Saved entries:
= = = = =

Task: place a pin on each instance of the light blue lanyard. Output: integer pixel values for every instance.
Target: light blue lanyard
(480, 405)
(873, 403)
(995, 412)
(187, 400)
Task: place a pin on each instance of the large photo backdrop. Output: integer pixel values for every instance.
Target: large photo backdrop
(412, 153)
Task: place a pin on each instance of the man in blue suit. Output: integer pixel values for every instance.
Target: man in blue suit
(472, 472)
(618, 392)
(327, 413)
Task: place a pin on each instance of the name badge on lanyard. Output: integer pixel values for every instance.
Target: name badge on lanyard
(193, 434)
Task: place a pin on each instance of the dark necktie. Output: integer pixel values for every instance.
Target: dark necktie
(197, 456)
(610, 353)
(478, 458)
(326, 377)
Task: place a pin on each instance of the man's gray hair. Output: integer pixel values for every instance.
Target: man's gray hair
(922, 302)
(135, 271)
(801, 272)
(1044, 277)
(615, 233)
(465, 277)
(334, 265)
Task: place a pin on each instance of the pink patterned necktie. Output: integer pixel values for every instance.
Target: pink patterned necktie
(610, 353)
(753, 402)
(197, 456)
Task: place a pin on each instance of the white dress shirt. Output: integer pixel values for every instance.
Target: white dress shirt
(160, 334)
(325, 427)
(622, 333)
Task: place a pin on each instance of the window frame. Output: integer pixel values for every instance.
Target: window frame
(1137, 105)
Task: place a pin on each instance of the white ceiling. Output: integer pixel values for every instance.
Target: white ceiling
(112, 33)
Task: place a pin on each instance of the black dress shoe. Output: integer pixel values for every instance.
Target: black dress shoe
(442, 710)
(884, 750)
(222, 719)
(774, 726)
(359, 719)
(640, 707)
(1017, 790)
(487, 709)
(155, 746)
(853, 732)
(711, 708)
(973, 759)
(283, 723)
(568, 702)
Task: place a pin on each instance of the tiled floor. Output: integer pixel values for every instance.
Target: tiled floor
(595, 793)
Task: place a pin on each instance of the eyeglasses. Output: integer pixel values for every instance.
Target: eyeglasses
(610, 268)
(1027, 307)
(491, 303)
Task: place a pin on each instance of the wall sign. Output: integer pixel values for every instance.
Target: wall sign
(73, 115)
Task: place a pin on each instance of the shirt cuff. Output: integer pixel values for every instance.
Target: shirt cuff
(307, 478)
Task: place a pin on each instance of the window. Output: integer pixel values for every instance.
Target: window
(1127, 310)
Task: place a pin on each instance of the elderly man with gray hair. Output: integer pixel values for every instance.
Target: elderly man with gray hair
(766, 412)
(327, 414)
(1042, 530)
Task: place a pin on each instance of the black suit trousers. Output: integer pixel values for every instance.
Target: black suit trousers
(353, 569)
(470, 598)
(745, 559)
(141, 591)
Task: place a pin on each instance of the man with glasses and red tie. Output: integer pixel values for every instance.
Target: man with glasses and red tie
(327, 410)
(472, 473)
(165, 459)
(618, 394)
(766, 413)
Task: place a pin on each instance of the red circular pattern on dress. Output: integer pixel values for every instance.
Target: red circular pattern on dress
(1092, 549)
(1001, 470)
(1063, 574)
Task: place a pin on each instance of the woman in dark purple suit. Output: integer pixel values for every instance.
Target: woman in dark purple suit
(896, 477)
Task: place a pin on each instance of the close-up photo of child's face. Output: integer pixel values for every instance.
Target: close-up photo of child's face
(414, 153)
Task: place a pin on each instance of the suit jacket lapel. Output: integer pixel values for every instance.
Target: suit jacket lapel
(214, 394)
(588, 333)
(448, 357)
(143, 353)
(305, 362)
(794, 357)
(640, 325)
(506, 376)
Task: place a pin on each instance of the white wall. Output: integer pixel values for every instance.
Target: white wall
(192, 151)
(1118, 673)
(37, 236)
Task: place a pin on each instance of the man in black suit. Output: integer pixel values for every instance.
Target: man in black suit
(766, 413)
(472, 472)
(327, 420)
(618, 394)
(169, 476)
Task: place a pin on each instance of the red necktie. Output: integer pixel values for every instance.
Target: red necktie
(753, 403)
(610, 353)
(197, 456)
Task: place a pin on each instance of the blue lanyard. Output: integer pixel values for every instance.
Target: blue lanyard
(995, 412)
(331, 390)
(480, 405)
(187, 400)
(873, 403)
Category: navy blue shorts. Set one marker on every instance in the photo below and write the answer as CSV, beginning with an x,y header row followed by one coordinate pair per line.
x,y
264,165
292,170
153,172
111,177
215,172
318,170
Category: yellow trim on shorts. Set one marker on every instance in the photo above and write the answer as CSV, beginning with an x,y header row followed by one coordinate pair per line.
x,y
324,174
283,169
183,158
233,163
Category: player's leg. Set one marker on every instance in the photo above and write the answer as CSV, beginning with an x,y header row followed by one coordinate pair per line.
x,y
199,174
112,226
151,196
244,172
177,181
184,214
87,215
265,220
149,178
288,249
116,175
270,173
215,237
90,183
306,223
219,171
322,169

= = = = =

Each record above should be output again exactly.

Task: place a pin on each instance of the light blue lanyard. Output: integer pixel values for every instance.
Target: light blue lanyard
(480, 405)
(873, 403)
(995, 412)
(187, 400)
Task: place a pin on each instance of the large photo backdrop. Output: integer pixel values for every instance.
Target: large photo backdrop
(412, 153)
Task: place a pin on each instance of the man in blue suit. Output: integer pixel values for every instance.
Target: man in blue suit
(472, 472)
(618, 392)
(327, 413)
Task: place a pin on each instance of the name badge on lanyard. Output: integer pixel values for every instance.
Target: name badge on lanyard
(193, 434)
Task: place a pin on each instance of the dark necktie. Output: integer pixel values for every instance.
Target: dark necktie
(197, 456)
(610, 353)
(478, 458)
(326, 377)
Task: place a pin on each instance of the man's gray hair. Output: integer pixel values for every instance.
Target: man's gray hair
(922, 302)
(135, 271)
(801, 272)
(1044, 277)
(615, 233)
(465, 277)
(334, 265)
Task: place a pin on each instance of the pink patterned necktie. Output: integer pixel values for every instance.
Target: pink patterned necktie
(610, 353)
(753, 402)
(197, 456)
Task: place a pin on each instance of the white dress shirt. Output: integer pixel values for every instance.
Target: white dress shirt
(160, 334)
(325, 427)
(622, 333)
Task: place a pin on each instance of the window frame. Output: integer pixel values for every instance.
Target: window frame
(1137, 105)
Task: place a pin on each instance of the white ceiling. Output: integer pixel values for every instance.
Target: white ceiling
(112, 33)
Task: place a pin on each instance of the black dress shoe. Output: integer pixel values for every instance.
Target: black dress shoe
(442, 710)
(884, 750)
(222, 719)
(774, 726)
(359, 719)
(640, 707)
(1017, 790)
(487, 709)
(155, 746)
(853, 732)
(711, 708)
(973, 759)
(283, 723)
(568, 702)
Task: place a pin on each instance of the tiled floor. Output: integer pixel values for every instance.
Target: tiled floor
(595, 793)
Task: place a pin on each instance of the eyeglasses. Output: integer pixel values for every instance.
Target: eyeglasses
(610, 268)
(1027, 307)
(491, 303)
Task: place a pin on each instance of the wall sign. Output: integer pixel values for every instance.
Target: wall sign
(73, 115)
Task: place a pin on each instance of the shirt cuff. Output: integer pixel values for every instance.
Target: shirt cuff
(307, 478)
Task: place a pin on each instance of the window. Output: integer pixel values for every instance.
Target: window
(1127, 310)
Task: place a pin on each instance of the elderly man with gray hair. Output: integer pixel values for every instance.
Target: elderly man with gray hair
(766, 412)
(327, 414)
(1042, 530)
Task: place a pin on each instance of the black suit trousers. Output: integer pixel values for every instance.
Target: black suit trousers
(353, 569)
(470, 598)
(745, 559)
(141, 591)
Task: place a pin on each instance of the man with glasses and red tie. Output: integer pixel values for every instance.
Target: man with glasses and red tie
(327, 410)
(472, 473)
(165, 459)
(618, 394)
(766, 413)
Task: place a pin on each instance of the red circular pattern on dress. Output: integer pixel values for every instance.
Target: red circular pattern on dress
(1092, 549)
(1001, 470)
(1063, 574)
Task: place a pin on each instance of the woman in dark purple suit. Output: integer pixel values for every instance.
Target: woman in dark purple suit
(896, 477)
Task: place a pin on each instance of the close-up photo of child's face. Output: integer pixel values for every instance.
Target: close-up photo of child's face
(414, 153)
Task: place a pin on each instance of the suit jacket lapel. Output: integer pixel values for every instance.
Target: suit jacket lapel
(214, 394)
(588, 333)
(448, 357)
(143, 353)
(305, 362)
(794, 357)
(640, 325)
(506, 376)
Task: place a pin on each instance of the white wall. Output: integer pixel values for every instance.
Target: white wall
(192, 151)
(1118, 673)
(37, 236)
Task: place a pin on each instance of the man in black suit. Output: integer pixel values for every instance.
Target: man in black suit
(766, 413)
(472, 472)
(327, 420)
(618, 394)
(169, 476)
Task: place a pin on each instance of the red necktie. Output: integer pixel values for every instance.
Target: red necktie
(753, 403)
(610, 353)
(197, 456)
Task: place a pin on each instance of the blue lanyard. Output: integer pixel values for every instance.
Target: blue lanyard
(995, 412)
(331, 390)
(480, 405)
(187, 400)
(873, 403)
Category: navy blue shorts. Set one marker on every instance in the photo below and write the answer as CSV, beginning with an x,y header row followed by one coordinate pair per line.
x,y
264,165
292,170
153,172
111,177
215,172
318,170
Category: yellow trim on shorts. Set one marker on every instance in the photo above and write the answer as CSV, beginning with an x,y header row followed by one coordinate pair per line.
x,y
324,174
283,169
183,158
233,163
Category: player's leg. Set one marker on every instance in the photo above and write the answer as CSV, beginning with an x,y header row followed by one coordinate pair per line.
x,y
199,174
112,226
151,196
244,172
177,181
184,214
87,215
265,220
149,178
288,249
116,175
270,173
215,237
90,183
306,223
219,171
322,169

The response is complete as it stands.